Stored data entries
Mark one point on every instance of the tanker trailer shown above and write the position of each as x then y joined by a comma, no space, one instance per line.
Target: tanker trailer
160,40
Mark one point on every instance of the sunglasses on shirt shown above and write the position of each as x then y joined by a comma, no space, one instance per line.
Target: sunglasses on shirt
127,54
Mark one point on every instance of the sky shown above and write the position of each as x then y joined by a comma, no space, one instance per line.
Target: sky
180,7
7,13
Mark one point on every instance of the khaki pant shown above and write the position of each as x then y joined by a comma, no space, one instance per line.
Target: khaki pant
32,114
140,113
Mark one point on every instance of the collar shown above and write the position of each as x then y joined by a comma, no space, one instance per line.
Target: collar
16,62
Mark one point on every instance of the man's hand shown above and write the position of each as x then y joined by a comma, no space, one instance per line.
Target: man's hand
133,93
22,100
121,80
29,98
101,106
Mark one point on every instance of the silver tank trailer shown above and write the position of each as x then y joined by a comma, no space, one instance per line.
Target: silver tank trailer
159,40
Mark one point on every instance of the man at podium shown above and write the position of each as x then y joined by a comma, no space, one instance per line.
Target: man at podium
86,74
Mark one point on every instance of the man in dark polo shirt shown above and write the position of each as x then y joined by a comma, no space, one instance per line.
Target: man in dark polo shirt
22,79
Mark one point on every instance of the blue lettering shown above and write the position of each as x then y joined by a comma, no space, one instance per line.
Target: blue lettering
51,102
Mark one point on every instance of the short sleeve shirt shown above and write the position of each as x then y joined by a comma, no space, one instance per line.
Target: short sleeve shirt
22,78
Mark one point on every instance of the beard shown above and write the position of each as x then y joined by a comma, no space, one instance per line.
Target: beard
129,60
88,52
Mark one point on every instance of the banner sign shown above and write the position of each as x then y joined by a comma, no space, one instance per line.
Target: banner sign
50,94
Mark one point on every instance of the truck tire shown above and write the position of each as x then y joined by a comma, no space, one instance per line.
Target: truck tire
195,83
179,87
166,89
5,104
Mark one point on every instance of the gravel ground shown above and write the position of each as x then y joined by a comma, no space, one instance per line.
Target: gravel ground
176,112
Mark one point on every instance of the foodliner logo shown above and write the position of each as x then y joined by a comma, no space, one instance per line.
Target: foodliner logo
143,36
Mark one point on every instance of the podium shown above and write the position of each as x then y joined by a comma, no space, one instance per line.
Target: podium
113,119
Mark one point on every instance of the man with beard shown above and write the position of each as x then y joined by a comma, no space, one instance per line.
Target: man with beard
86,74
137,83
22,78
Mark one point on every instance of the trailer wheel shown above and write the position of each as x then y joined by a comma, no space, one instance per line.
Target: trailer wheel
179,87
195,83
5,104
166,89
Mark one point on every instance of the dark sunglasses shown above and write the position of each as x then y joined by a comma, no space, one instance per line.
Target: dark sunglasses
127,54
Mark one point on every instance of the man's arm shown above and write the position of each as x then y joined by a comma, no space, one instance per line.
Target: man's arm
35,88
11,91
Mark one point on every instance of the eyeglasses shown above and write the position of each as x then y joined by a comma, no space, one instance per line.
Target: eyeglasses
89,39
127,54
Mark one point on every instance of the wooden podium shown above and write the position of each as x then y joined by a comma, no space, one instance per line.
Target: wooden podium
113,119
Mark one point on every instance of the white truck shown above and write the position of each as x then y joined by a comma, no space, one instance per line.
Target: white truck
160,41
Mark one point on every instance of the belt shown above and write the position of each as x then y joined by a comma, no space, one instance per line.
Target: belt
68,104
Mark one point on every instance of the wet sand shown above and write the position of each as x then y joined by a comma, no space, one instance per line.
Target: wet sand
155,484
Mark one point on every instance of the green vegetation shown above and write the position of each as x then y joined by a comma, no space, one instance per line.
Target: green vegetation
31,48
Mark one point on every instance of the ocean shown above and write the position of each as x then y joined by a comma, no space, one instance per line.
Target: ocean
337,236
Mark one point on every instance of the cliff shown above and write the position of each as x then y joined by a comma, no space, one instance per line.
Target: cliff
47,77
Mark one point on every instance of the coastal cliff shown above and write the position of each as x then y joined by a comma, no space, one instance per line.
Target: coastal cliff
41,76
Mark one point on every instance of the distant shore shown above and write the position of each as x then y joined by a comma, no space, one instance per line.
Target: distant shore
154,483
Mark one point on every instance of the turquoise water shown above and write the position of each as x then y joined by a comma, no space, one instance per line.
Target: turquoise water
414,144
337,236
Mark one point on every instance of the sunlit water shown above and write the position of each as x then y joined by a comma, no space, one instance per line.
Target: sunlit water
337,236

» **What to produce**: Each record needs to be duplicated exactly as given.

» **Task response**:
Mark one point on every instance of the tanker trailer shown above and write the position of each as x then y joined by a comma, no space, one instance per line.
Target: tanker trailer
160,40
Mark one point on every instance of the sunglasses on shirt shown above and write the position of each as x then y joined by a comma, no space, one instance per line.
Target: sunglasses on shirt
127,54
Mark one point on every instance of the sky shown above and write the position of each as x then y joined by a comma, no space, one instance per line.
Target: sky
180,7
7,13
Mark one point on every instance of the khaki pant shown above and write the position of each as x then y joined by a comma, no space, one instance per line.
Target: khaki pant
32,114
140,113
Mark one point on every instance of the collar shown above and write the position of each as x then y joined by a comma, no space, one instance per line.
Target: collar
16,62
Mark one point on every instance of the man's hand shown above and write the position of each as x then y joined by a comma, no space, one instance per line.
Target: man's hand
133,93
22,100
121,80
29,98
101,106
Mark one point on every instance of the silver tank trailer shown above and write the position of each as x then y joined by a comma, no space, one instance per line.
Target: silver tank trailer
159,40
Mark one point on every instance of the man at podium shown above and write the position of each as x then y joined by a comma, no space, one instance per line.
Target: man at podium
86,74
Mark one point on every instance of the man in dark polo shirt shown above and write the position of each as x then y joined by a comma, no space, one instance per line.
Target: man in dark polo shirt
22,79
Mark one point on every instance of the blue lettering shown above and write the position of each as x then y joined by a comma, no space, one instance per line.
Target: blue lettering
51,102
Mark one point on every instance of the short sleeve shirt shown above and write the position of each as x then y joined by a comma, no space, one instance per line.
Target: short sleeve shirt
22,78
Mark one point on every instance of the beard shown above and write the position of each as x then y joined by a comma, no space, one instance per line.
Target: beard
129,60
88,52
Mark one point on every instance of the banner sign shown above and write the position of each as x then y joined by a comma, no space, one instance per line.
Target: banner sign
50,94
Mark one point on every instance of the truck tire shown above and write the position of each as x then y joined by a comma, no space, one instance per line.
Target: truck tire
195,83
179,87
166,89
5,104
Mark one point on every instance of the gravel ground shown above and write the position of each as x then y joined by a comma, no space, one instance per line.
Target: gravel ground
176,112
Mark one point on every instance of the foodliner logo shown above and write the position of each as x then y joined by a comma, no space, one instance per line.
Target: foodliner logo
143,36
Mark one point on every instance of the podium shown above and write the position of each as x then y joined by a comma, no space, one instance per line.
Target: podium
113,119
Mark one point on every instance of the man with beard shown above and write the position of each as x then y joined by a comma, no space, one instance per line.
Target: man with beard
86,74
137,83
22,78
Mark one point on every instance of the trailer wheel shown above and write the position of each as x then y joined by a comma, no space, one instance per line.
Target: trailer wheel
179,87
195,83
5,104
166,89
Mark one point on every instance of the dark sunglasses shown above and write the position of each as x then y joined by a comma, no space, one instance per line.
Target: dark sunglasses
127,54
Mark one point on every instance of the man's arm shown above and write the position of each as x then y joined by a comma, no space, one instance per line.
Target: man's arm
35,88
11,91
Mark one point on every instance of the eyeglasses shown above and write the position of each as x then y joined by a comma, no space, one instance per line.
Target: eyeglasses
89,39
127,54
Mark one point on every instance of the wooden podium shown above and write the position of each as x then y joined by a comma, no space, one instance per line.
Target: wooden podium
113,119
Mark one point on every instance of the white truck shown above and write the position of each as x then y joined by a comma, no space, one instance per line.
Target: white truck
160,41
Mark one point on every instance of the belt shown above and write the position of each as x then y joined by a comma, no space, one instance per line.
Target: belt
68,104
Mark one point on every instance of the wet sand shown above and write the position of each as x then y joined by a comma, no space, one instance per line.
Target: wet sand
155,484
Mark one point on every instance of the green vegetation shown above and write the position of each as x then y joined by a comma, no space, one instance per line.
Target: green vegetation
31,48
Mark one point on every instance of the ocean shown above and write the position of each as x then y joined by a comma, no space, one instance per line.
Target: ocean
337,236
Mark one point on every instance of the cliff shown above and write the position of each as x then y joined by a comma, no space, one instance per line.
Target: cliff
47,77
Mark one point on every instance of the coastal cliff shown above and write the position of each as x then y joined by a comma, no space, one instance per line.
Target: coastal cliff
41,76
Mark one point on every instance of the distant shore shown above and write the position of each as x then y joined by a comma, no space, one instance per line.
Target: distant shore
154,483
Mark one point on every instance of the turquoise water shown above and write the position of each as x then y joined by a comma, no space, one instance per line.
Target: turquoise water
414,144
337,236
Mark one point on every instance of the sunlit water shown above and write the position of each as x then y joined by a comma, no space, one instance per line.
Target: sunlit water
337,236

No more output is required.